## YOUR INSTRUCTIONS
Print each entry in full, word for word, with no pictures in the result.

## DATASET
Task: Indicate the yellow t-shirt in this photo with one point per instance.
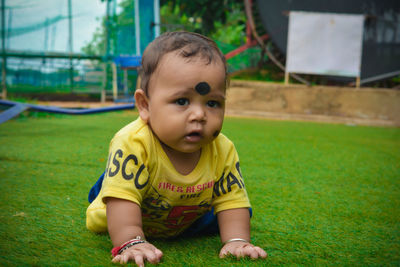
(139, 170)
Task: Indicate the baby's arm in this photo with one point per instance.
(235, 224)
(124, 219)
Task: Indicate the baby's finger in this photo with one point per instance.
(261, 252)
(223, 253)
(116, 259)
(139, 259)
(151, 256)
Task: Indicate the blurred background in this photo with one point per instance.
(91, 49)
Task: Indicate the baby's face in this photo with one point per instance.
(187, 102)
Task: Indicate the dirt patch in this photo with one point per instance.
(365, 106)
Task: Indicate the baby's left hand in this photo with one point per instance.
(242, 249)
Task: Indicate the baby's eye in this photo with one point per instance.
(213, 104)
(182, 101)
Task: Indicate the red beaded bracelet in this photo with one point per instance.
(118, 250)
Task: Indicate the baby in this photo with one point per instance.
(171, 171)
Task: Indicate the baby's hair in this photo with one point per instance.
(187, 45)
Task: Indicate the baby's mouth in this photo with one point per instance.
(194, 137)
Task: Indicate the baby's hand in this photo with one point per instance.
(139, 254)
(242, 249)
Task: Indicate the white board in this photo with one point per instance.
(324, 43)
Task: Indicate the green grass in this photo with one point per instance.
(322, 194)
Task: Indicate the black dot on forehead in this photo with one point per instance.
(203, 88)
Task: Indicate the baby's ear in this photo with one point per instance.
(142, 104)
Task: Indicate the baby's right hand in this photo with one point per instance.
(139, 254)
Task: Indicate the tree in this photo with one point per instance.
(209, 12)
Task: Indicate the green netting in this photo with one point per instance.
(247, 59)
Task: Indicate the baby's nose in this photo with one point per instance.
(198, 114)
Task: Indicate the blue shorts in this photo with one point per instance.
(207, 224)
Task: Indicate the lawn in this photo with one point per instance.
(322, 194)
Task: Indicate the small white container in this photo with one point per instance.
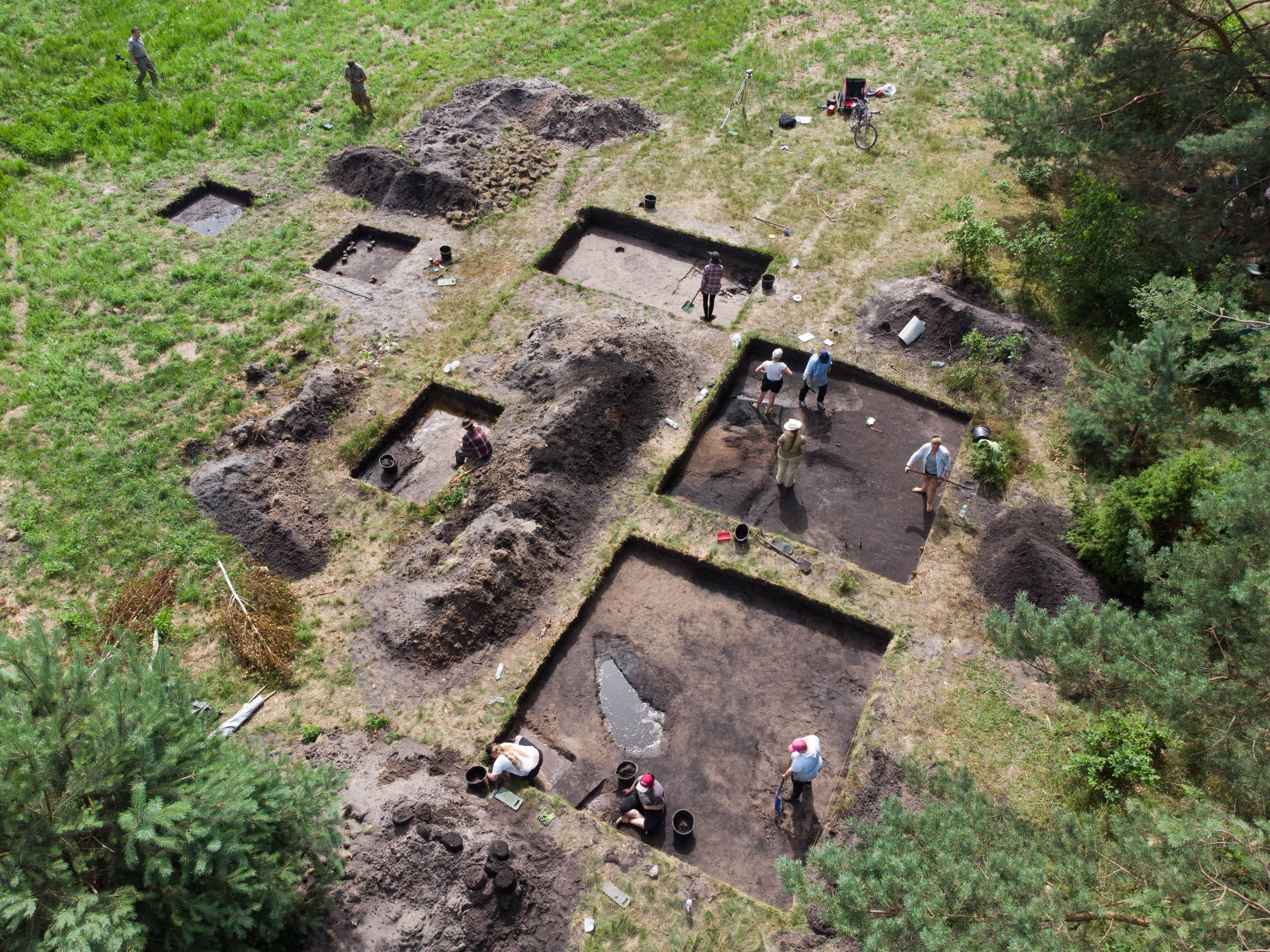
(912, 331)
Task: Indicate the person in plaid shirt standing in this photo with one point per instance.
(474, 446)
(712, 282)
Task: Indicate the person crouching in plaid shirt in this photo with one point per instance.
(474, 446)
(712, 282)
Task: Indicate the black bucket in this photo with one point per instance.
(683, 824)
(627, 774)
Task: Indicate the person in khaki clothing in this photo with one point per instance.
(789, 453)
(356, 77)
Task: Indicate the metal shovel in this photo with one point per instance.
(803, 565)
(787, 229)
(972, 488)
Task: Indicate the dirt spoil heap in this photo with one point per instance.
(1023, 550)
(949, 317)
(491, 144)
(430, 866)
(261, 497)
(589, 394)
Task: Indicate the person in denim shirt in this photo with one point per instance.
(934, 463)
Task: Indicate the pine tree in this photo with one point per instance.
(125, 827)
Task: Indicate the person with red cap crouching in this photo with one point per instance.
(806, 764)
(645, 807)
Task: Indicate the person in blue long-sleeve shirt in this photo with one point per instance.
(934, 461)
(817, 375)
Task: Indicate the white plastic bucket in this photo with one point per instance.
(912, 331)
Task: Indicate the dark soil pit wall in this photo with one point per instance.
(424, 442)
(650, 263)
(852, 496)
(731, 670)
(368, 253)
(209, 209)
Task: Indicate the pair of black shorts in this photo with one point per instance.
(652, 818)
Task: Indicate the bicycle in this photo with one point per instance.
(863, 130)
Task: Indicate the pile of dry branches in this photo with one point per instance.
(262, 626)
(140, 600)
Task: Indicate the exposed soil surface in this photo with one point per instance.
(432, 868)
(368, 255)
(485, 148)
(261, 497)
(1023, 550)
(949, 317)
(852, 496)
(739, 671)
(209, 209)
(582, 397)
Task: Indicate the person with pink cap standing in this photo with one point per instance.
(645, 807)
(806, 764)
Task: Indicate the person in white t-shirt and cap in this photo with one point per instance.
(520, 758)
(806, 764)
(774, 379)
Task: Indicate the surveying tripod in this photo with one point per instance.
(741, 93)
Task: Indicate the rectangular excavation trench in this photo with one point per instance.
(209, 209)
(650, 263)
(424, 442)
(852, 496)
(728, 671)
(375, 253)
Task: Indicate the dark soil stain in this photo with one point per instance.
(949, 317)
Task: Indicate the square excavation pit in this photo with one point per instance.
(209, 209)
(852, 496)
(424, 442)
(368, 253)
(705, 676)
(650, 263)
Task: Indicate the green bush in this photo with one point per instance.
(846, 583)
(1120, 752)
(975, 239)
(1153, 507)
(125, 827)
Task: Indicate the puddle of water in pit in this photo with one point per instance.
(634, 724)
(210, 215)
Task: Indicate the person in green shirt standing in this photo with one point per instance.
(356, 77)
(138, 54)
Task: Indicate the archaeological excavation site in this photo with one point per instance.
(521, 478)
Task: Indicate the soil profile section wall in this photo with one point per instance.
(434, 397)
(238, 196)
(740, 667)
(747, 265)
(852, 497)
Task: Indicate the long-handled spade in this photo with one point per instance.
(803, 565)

## RESULT OF THE EXERCISE
Task: Indicate the yellow t-shirt in this photo with one point per instance.
(139, 170)
Task: Indicate the baby's arm in this photo with one point per instance.
(235, 224)
(124, 219)
Task: Indicate the baby's finger in this photo with one point per instance.
(261, 252)
(223, 253)
(116, 259)
(139, 259)
(151, 256)
Task: Indicate the blurred background in this photo with one point per instance.
(91, 49)
Task: Indicate the baby's face in this photo with one point per instance.
(187, 102)
Task: Indicate the dirt patch in this photo with one point per instance.
(365, 106)
Task: Indicate the baby's left hand in this photo with one point per instance.
(242, 249)
Task: Indicate the baby's eye in this photo with one point per instance.
(213, 104)
(182, 101)
Task: Indicate the red beaded bracelet in this photo with one point per instance.
(118, 250)
Task: Indicate the baby in this photo with one point per instance.
(171, 171)
Task: Indicate the baby's hair in this photo with one point per instance.
(187, 45)
Task: Indicate the baby's mouth in this photo with one point per instance.
(194, 137)
Task: Indicate the baby's hand in this photo with one point per instance.
(139, 254)
(242, 249)
Task: Indicate the white board in this photo with one point per instance.
(324, 43)
Task: Indicate the green grass in this photo with one point per instance.
(322, 194)
Task: Indicate the black dot on forehead in this photo with one point per instance.
(203, 88)
Task: Indicate the baby's ear in this photo with one point per instance.
(142, 104)
Task: Indicate the baby's right hand in this photo with one point per instance.
(139, 254)
Task: Indicate the tree in this photo with one point per instance.
(209, 12)
Task: Indicate the green netting in this photo with one point per instance.
(247, 59)
Task: Indicate the baby's nose in this photo with one point per instance.
(198, 114)
Task: Indicate the blue shorts in this photo with one point per instance.
(207, 224)
Task: Indicate the lawn in this photo with one point per instance.
(322, 194)
Task: Indicate the small white container in this photo with one point per instance.
(912, 331)
Task: Indicate the person in plaid shirt standing in this photo with one point per instance.
(474, 446)
(712, 282)
Task: Indicate the person crouching in plaid shirt in this photo with one point per instance.
(474, 446)
(712, 282)
Task: Indicate the black bucket in this photo with one point per instance.
(683, 824)
(627, 774)
Task: Indicate the person in khaki clothing in this photo with one point per instance.
(789, 453)
(356, 77)
Task: Indicate the metal shovel in this photo with one point per instance.
(803, 565)
(787, 229)
(972, 488)
Task: Indicate the dirt spoil heap in this photo with one point per instance.
(1023, 550)
(949, 317)
(491, 144)
(430, 866)
(261, 497)
(589, 394)
Task: Indicate the person in denim shirt in this photo with one point per instance.
(934, 463)
Task: Indicate the pine tree in this photo with one point per instance.
(125, 827)
Task: Indicate the person with red cap crouching in this photo with one point per instance.
(806, 764)
(645, 807)
Task: Indicate the person in blue long-sleeve shirt in this photo with one point per instance.
(934, 461)
(817, 375)
Task: Indicate the white plastic bucket in this photo with one point per instance.
(912, 331)
Task: Indicate the dark soil pit wall in this photo with one point per instance.
(424, 442)
(650, 263)
(852, 496)
(731, 670)
(368, 253)
(209, 209)
Task: Indicate the pair of black shorts in this photo with one point per instance.
(652, 818)
Task: Indicate the bicycle in this photo with one point per instance.
(863, 130)
Task: Indicate the pile of dry branches in this photo with one point per instance.
(262, 626)
(140, 600)
Task: Indicate the exposed soil surface in this photo with one point per instance.
(432, 868)
(368, 255)
(485, 148)
(261, 497)
(1023, 550)
(949, 317)
(852, 496)
(739, 671)
(209, 209)
(582, 397)
Task: Indicate the person with pink cap standing in this photo with one point per instance.
(645, 807)
(806, 764)
Task: Indicate the person in white t-shirt and cap in this photo with one point per instance.
(520, 758)
(806, 764)
(774, 379)
Task: Indicate the surveying tripod in this photo with one point per instance.
(741, 93)
Task: Indicate the rectangular excavation trench in this photo with one point per instance.
(209, 209)
(650, 263)
(424, 442)
(852, 496)
(728, 671)
(375, 253)
Task: Indicate the dark soil stain in this photo with one point per instance.
(949, 317)
Task: Indicate the square excavation pit in this photo with one point per instance.
(209, 209)
(852, 496)
(424, 442)
(368, 253)
(705, 676)
(650, 263)
Task: Indicate the green bush in this photo with one point per instance.
(846, 583)
(1120, 752)
(975, 239)
(1153, 507)
(125, 827)
Task: Indicate the puddle of water in pit in this photo with one point per instance.
(634, 724)
(210, 215)
Task: Indicate the person in green shirt standing in this photo with one point per instance.
(356, 77)
(138, 54)
Task: Indicate the archaeological excavation site in this photo with one point per instance.
(521, 478)
Task: Indicate the soil profile section wall in this photo with one point per instance.
(434, 397)
(238, 196)
(740, 667)
(747, 265)
(852, 497)
Task: Indicate the long-handled spade in this photo with one point per instance.
(803, 565)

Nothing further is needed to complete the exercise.